(ОТРЫВОК ТЕКСТА)
Сначала все мы помогали, как могли. Потом помогать стали меньше. Судить никого не стану – знаю, в быту Гена был невыносимым, иногда даже страшным. Ходил он теперь в кожаной куртке, белый плащ то ли потерял, то ли продал, шарф остался. Сценарные договора внезапно кончились. Точнее, даже не так: договор иногда все-таки заключали, но обе «юридические стороны» знали – фильма не будет. И не потому, разумеется, что Шпаликов не сможет написать заказанного сценария, а потому, что чем лучше и сердечнее он его напишет, тем меньше он будет нужен студии. Получалось, подкармливали его авансами. Такие вот метаморфозы творились с временами.
Лень платформ и деревень,
Пива мартовская лень.
Приподнять и опустить,
Свет вечерний пропустить.
После долгого перерыва мы с Геной встретились случайно – не то на бульваре, не то на набережной. Гена сидел на лавочке, жевал краюху черного хлеба, заедал зеленым луком. Говорил: «Весна. Это полезно». Еще говорил, что фал, которым космонавт соединен с кораблем, напоминает пуповину… Потом предложил поехать с ним куда-то, записаться в секцию прыжков с парашютом: «Я давно хочу, но одному прыгать скучно. А никаких особенных документов туда не надо. Главное, срочно сдать на анализ кровь и мочу».
– Давай сценарий напишем, – со своей стороны предложил я.
– Давай, – легко согласился он, – сценарий будет называться «Все наши дни рождения», а фильм начнем с гениальной песни. Слушай, я ее. недавно сочинил.
И Гена запел песню, отбивая такт стоптанным скороходовским башмаком по асфальту: «Когда б вы знали, из какого сора растут стихи, не ведая стыда…» И дальше все стихотворение до конца, довольно мелодично и красиво.
– Это не ты сочинил, Гена, – выслушав, тупо опроверг я.
– А кто ж, по-твоему?
– Ахматова.
– Ахматова сочинила стихи, а песню я, но если тебе не нравится, бог с тобой, фильм мы начнем другой песней: «Там за рекою, там за голубою, может, за Окою, дерево рябое…»

(СОХРАНЕННЫЕ ЗАПИСИ)
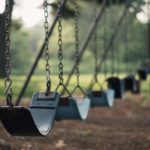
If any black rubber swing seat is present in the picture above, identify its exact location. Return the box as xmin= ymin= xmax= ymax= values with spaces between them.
xmin=87 ymin=89 xmax=115 ymax=107
xmin=107 ymin=77 xmax=125 ymax=99
xmin=137 ymin=69 xmax=147 ymax=80
xmin=0 ymin=92 xmax=60 ymax=136
xmin=124 ymin=75 xmax=136 ymax=91
xmin=56 ymin=96 xmax=90 ymax=121
xmin=124 ymin=75 xmax=140 ymax=94
xmin=132 ymin=80 xmax=141 ymax=94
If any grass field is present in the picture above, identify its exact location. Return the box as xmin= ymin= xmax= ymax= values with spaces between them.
xmin=0 ymin=74 xmax=149 ymax=99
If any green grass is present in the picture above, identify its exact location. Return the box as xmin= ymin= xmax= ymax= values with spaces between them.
xmin=0 ymin=74 xmax=149 ymax=99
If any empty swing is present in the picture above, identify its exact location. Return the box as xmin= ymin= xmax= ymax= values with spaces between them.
xmin=0 ymin=0 xmax=59 ymax=136
xmin=137 ymin=68 xmax=147 ymax=81
xmin=124 ymin=11 xmax=140 ymax=94
xmin=56 ymin=1 xmax=90 ymax=121
xmin=107 ymin=39 xmax=125 ymax=99
xmin=87 ymin=20 xmax=115 ymax=107
xmin=107 ymin=0 xmax=124 ymax=99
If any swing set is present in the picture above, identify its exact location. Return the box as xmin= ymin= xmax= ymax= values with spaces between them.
xmin=0 ymin=0 xmax=146 ymax=136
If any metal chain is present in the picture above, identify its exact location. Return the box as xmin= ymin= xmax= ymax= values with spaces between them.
xmin=58 ymin=1 xmax=64 ymax=85
xmin=44 ymin=0 xmax=51 ymax=94
xmin=5 ymin=0 xmax=13 ymax=107
xmin=94 ymin=29 xmax=98 ymax=82
xmin=74 ymin=0 xmax=80 ymax=86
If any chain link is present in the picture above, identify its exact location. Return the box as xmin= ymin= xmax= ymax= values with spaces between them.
xmin=44 ymin=0 xmax=51 ymax=94
xmin=94 ymin=29 xmax=98 ymax=82
xmin=58 ymin=1 xmax=64 ymax=85
xmin=74 ymin=0 xmax=80 ymax=86
xmin=5 ymin=0 xmax=13 ymax=107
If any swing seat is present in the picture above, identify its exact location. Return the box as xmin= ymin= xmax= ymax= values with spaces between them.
xmin=132 ymin=80 xmax=141 ymax=94
xmin=107 ymin=77 xmax=125 ymax=99
xmin=56 ymin=97 xmax=90 ymax=121
xmin=124 ymin=75 xmax=136 ymax=91
xmin=87 ymin=89 xmax=115 ymax=107
xmin=137 ymin=69 xmax=147 ymax=80
xmin=0 ymin=92 xmax=59 ymax=136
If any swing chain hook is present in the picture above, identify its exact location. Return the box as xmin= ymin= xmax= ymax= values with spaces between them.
xmin=43 ymin=0 xmax=51 ymax=95
xmin=58 ymin=1 xmax=64 ymax=86
xmin=74 ymin=0 xmax=80 ymax=87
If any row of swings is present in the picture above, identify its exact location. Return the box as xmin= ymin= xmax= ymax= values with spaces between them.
xmin=0 ymin=0 xmax=145 ymax=136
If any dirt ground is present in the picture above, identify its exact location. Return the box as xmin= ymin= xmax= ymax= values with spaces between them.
xmin=0 ymin=95 xmax=150 ymax=150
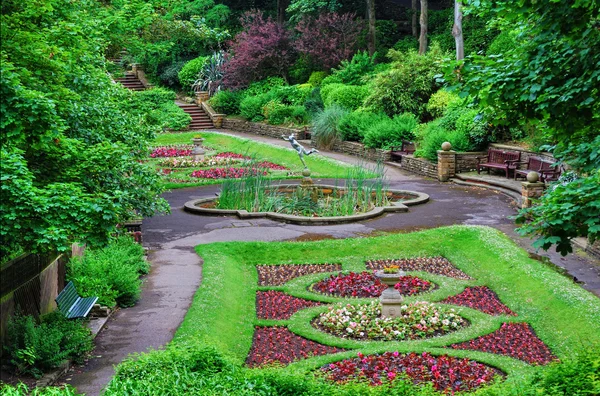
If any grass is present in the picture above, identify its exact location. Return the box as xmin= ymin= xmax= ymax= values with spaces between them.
xmin=151 ymin=131 xmax=356 ymax=189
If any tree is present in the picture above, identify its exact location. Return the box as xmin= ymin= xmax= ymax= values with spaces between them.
xmin=419 ymin=0 xmax=428 ymax=55
xmin=445 ymin=0 xmax=600 ymax=254
xmin=452 ymin=0 xmax=465 ymax=60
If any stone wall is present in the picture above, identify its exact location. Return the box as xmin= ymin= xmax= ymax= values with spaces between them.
xmin=223 ymin=117 xmax=306 ymax=140
xmin=400 ymin=155 xmax=438 ymax=179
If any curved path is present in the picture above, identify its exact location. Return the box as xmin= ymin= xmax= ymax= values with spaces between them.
xmin=66 ymin=131 xmax=600 ymax=395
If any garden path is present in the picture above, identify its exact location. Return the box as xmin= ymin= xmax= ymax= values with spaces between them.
xmin=67 ymin=131 xmax=600 ymax=395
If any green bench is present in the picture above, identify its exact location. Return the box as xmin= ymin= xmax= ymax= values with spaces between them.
xmin=56 ymin=282 xmax=98 ymax=319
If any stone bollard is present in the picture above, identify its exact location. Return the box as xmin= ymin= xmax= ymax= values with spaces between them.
xmin=438 ymin=142 xmax=456 ymax=182
xmin=521 ymin=172 xmax=546 ymax=208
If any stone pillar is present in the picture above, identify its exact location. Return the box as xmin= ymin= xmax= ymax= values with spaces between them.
xmin=521 ymin=172 xmax=546 ymax=208
xmin=438 ymin=142 xmax=456 ymax=182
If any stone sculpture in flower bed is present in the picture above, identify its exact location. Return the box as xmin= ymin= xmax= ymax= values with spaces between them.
xmin=256 ymin=290 xmax=321 ymax=320
xmin=451 ymin=323 xmax=557 ymax=365
xmin=311 ymin=271 xmax=433 ymax=298
xmin=246 ymin=326 xmax=345 ymax=367
xmin=441 ymin=286 xmax=517 ymax=316
xmin=313 ymin=301 xmax=467 ymax=341
xmin=256 ymin=264 xmax=342 ymax=286
xmin=321 ymin=352 xmax=503 ymax=393
xmin=365 ymin=257 xmax=472 ymax=280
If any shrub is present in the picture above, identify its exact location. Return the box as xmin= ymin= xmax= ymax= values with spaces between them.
xmin=365 ymin=45 xmax=443 ymax=119
xmin=338 ymin=111 xmax=389 ymax=142
xmin=313 ymin=104 xmax=348 ymax=149
xmin=427 ymin=89 xmax=460 ymax=118
xmin=363 ymin=113 xmax=417 ymax=149
xmin=307 ymin=71 xmax=327 ymax=87
xmin=333 ymin=51 xmax=377 ymax=85
xmin=5 ymin=311 xmax=93 ymax=377
xmin=177 ymin=56 xmax=208 ymax=91
xmin=209 ymin=91 xmax=242 ymax=114
xmin=67 ymin=236 xmax=150 ymax=307
xmin=321 ymin=84 xmax=369 ymax=110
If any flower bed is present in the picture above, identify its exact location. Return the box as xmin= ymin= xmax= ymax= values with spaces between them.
xmin=321 ymin=352 xmax=503 ymax=392
xmin=256 ymin=290 xmax=321 ymax=320
xmin=315 ymin=301 xmax=466 ymax=341
xmin=150 ymin=145 xmax=192 ymax=158
xmin=451 ymin=323 xmax=557 ymax=364
xmin=365 ymin=257 xmax=472 ymax=280
xmin=246 ymin=326 xmax=344 ymax=367
xmin=311 ymin=271 xmax=433 ymax=298
xmin=256 ymin=264 xmax=342 ymax=286
xmin=442 ymin=286 xmax=517 ymax=316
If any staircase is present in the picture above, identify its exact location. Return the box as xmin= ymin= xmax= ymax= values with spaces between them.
xmin=177 ymin=103 xmax=214 ymax=130
xmin=115 ymin=73 xmax=146 ymax=91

(ТРЕБОВАНИЯ)
a – Определите, согласуются ли с отрывком утверждения (i) Гена по-прежнему ходил в белом плаще; (ii) при встрече Гена ел черный хлеб с зеленым луком; (iii) Гена хотел прыгать с парашютом в одиночку. На каждое ответьте «да» или «нет» и приведите решающие слова отрывка дословной цитатой.
b – Воспроизведите дословно фрагмент отрывка: начните с места, где стоят слова «После долгого перерыва», и остановитесь после слов «ее. недавно сочинил.».
Материал — отдельный источник, к отрывку он не относится.

(ОТВЕТЫ ПО ЗАДАНИЯМ)
a –
(i) Нет: «белый плащ то ли потерял, то ли продал».
(ii) Да: «жевал краюху черного хлеба, заедал зеленым луком».
(iii) Нет: «одному прыгать скучно».

b –
После долгого перерыва мы с Геной встретились случайно – не то на бульваре, не то на набережной. Гена сидел на лавочке, жевал краюху черного хлеба, заедал зеленым луком. Говорил: «Весна. Это полезно». Еще говорил, что фал, которым космонавт соединен с кораблем, напоминает пуповину… Потом предложил поехать с ним куда-то, записаться в секцию прыжков с парашютом: «Я давно хочу, но одному прыгать скучно. А никаких особенных документов туда не надо. Главное, срочно сдать на анализ кровь и мочу».
– Давай сценарий напишем, – со своей стороны предложил я.
– Давай, – легко согласился он, – сценарий будет называться «Все наши дни рождения», а фильм начнем с гениальной песни. Слушай, я ее. недавно сочинил.